• **REQUISITI DEL COMPITO**
Riporta testualmente il passo dell'articolo che va da "Il Collegio, quale" a "16/1/2007 n. 820).".

• **ARTICOLO**
Viene, poi, evidenziato che – come del resto precisato dalla Corte di merito – nello specifico erano stati indicati in ricorso i periodi lavorativi, gli orari e le mansioni svolte, elementi sufficienti ad escludere la nullità dell’atto secondo i condivisibili orientamenti espressi in tema, dalla giurisprudenza di legittimità.
2. Il secondo motivo prospetta violazione e falsa applicazione dell’art.156 c.p.c.
Premesso che la nullità non può essere mai pronunciata se l’atto ha raggiunto Io scopo cui è destinato, si osserva che, nello specifico, la società appellante aveva preso piena posizione nelle sue difese, su tutti i fatti costitutivi della domanda avversaria, entrando nel merito dei conteggi sindacali allegati.
3. I motivi, che possono congiuntamente trattarsi, siccome connessi, sono fondati.
Il Collegio, quale giudice del fatto processuale, rammenta che questa Corte ha più volte affermato il principio in base al quale nel rito del lavoro, per aversi nullità del ricorso introduttivo del giudizio di primo grado, non sia sufficiente l’omessa indicazione in modo formale dell’oggetto della domanda e degli elementi di fatto e delle ragioni di diritto su cui la stessa si fonda, essendo invece necessario che sia omesso o del tutto incerto il petitum sotto il profilo sostanziale e processuale, nel senso che non ne sia possibile l’individuazione attraverso l’esame complessivo dell’atto (Cass.22/3/2018 n. 7199, Cass. 4/3/2017 n. 6610, Cass. 8/2/2011 n. 3126, Cass. 16/1/2007 n. 820).

• **MATERIALE**
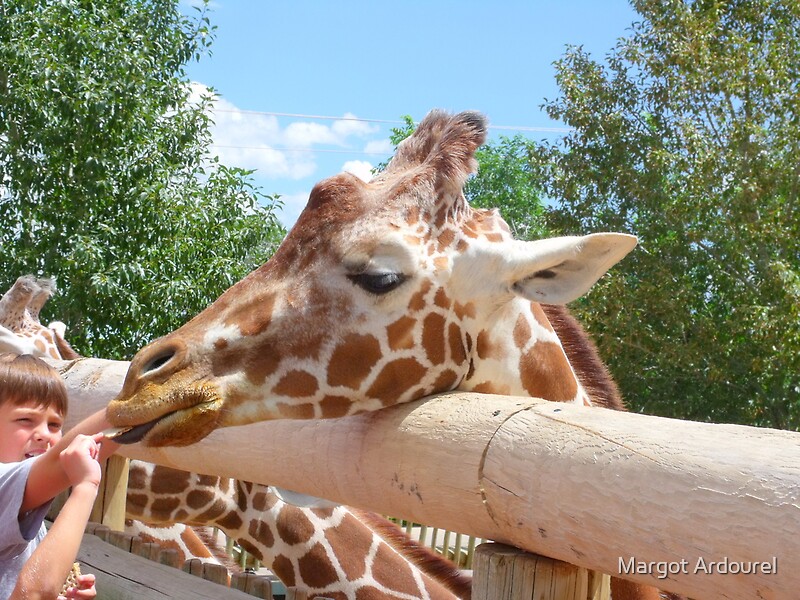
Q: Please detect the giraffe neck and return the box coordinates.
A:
[0,275,66,359]
[128,461,469,600]
[459,299,590,405]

• **RISPOSTA ESERCIZIO**
Il Collegio, quale giudice del fatto processuale, rammenta che questa Corte ha più volte affermato il principio in base al quale nel rito del lavoro, per aversi nullità del ricorso introduttivo del giudizio di primo grado, non sia sufficiente l’omessa indicazione in modo formale dell’oggetto della domanda e degli elementi di fatto e delle ragioni di diritto su cui la stessa si fonda, essendo invece necessario che sia omesso o del tutto incerto il petitum sotto il profilo sostanziale e processuale, nel senso che non ne sia possibile l’individuazione attraverso l’esame complessivo dell’atto (Cass.22/3/2018 n. 7199, Cass. 4/3/2017 n. 6610, Cass. 8/2/2011 n. 3126, Cass. 16/1/2007 n. 820).